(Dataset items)
######

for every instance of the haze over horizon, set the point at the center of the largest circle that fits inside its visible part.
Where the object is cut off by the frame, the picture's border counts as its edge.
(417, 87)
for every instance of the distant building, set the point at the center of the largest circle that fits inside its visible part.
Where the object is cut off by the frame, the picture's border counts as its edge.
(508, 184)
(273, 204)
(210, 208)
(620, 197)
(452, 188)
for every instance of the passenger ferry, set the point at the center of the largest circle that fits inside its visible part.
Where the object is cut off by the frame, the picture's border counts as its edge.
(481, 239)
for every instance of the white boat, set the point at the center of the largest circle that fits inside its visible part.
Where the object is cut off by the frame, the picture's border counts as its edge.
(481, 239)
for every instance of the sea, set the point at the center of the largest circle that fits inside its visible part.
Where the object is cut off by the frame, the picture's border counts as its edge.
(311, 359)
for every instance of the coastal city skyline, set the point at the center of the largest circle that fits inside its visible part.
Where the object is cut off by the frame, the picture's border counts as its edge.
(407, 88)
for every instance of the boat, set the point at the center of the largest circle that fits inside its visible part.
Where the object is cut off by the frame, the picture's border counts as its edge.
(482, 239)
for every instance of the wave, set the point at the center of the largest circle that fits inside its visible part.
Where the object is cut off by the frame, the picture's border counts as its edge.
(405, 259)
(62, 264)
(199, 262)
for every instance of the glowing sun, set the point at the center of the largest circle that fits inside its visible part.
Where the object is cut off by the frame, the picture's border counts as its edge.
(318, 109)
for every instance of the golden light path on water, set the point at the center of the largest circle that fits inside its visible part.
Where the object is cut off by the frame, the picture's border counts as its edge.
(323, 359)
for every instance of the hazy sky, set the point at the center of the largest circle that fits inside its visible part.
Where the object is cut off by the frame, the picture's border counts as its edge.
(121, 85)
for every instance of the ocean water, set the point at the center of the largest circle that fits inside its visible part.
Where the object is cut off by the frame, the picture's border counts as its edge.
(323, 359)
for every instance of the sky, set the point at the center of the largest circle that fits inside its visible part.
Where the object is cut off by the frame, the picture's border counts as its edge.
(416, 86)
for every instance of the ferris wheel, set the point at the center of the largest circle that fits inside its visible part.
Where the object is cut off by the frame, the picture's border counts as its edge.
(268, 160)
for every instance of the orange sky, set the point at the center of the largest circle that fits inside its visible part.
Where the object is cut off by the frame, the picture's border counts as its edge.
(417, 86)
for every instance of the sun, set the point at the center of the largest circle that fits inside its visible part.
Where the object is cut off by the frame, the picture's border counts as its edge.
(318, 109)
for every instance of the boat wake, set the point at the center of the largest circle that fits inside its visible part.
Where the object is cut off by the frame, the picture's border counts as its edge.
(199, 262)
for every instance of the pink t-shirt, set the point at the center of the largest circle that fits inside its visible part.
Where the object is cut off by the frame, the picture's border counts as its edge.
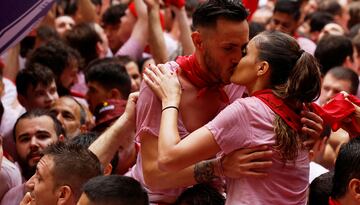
(10, 176)
(248, 122)
(148, 116)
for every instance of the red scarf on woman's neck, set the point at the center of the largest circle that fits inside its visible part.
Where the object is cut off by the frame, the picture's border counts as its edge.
(278, 106)
(200, 78)
(333, 202)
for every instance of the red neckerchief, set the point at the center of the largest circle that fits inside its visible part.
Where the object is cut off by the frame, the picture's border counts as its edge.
(333, 202)
(199, 78)
(278, 106)
(338, 109)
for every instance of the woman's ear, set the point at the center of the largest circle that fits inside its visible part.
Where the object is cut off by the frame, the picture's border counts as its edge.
(262, 68)
(354, 189)
(197, 40)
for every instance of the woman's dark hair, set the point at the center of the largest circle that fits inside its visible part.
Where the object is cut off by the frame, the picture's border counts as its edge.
(294, 77)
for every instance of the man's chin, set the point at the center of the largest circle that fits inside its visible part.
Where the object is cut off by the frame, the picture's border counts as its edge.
(33, 161)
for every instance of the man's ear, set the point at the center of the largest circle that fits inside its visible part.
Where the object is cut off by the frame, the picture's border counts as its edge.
(108, 169)
(61, 138)
(114, 94)
(262, 68)
(354, 189)
(22, 100)
(197, 40)
(64, 195)
(83, 128)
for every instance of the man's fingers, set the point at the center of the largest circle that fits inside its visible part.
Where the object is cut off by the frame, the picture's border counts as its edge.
(253, 149)
(260, 156)
(310, 132)
(254, 174)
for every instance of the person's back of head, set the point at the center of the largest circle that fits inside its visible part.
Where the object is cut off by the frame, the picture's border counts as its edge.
(346, 180)
(292, 8)
(294, 77)
(207, 13)
(319, 19)
(200, 194)
(109, 74)
(320, 189)
(330, 6)
(45, 34)
(354, 12)
(114, 190)
(84, 38)
(346, 74)
(113, 14)
(73, 165)
(332, 51)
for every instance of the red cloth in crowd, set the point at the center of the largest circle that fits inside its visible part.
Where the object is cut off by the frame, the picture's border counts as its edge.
(251, 5)
(278, 106)
(338, 109)
(178, 3)
(333, 202)
(200, 78)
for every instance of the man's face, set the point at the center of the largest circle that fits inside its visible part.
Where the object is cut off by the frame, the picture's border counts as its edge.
(41, 96)
(67, 111)
(283, 22)
(332, 86)
(135, 77)
(84, 200)
(64, 23)
(69, 76)
(95, 95)
(222, 47)
(119, 33)
(32, 136)
(45, 192)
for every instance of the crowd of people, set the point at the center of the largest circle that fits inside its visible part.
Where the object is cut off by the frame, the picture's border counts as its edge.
(184, 102)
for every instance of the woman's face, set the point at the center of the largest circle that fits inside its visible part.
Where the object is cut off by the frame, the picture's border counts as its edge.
(246, 71)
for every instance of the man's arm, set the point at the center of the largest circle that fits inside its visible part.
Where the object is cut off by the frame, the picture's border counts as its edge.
(240, 163)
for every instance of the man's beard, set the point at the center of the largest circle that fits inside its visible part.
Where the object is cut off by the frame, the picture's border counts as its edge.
(26, 169)
(62, 90)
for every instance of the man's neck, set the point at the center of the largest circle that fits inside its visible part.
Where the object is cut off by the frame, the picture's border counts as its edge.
(212, 77)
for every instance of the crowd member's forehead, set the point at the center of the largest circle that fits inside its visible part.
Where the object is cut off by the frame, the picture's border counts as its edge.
(35, 125)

######

Your objective: Reproduce the lines above, beginning at the line with "for every instance of the coastal" and stopping after the line with "for every instance of the boat, set", exactly as they are.

Answer for this exercise:
for every instance of the coastal city skyline, set the point at the center of the largest circle that fits inside its visible part.
Where the object is cut off by the frame, the picture's border counts as its edge.
(407, 88)
for every instance of the boat, set the point at the center of the largest circle that fits inside its visible part.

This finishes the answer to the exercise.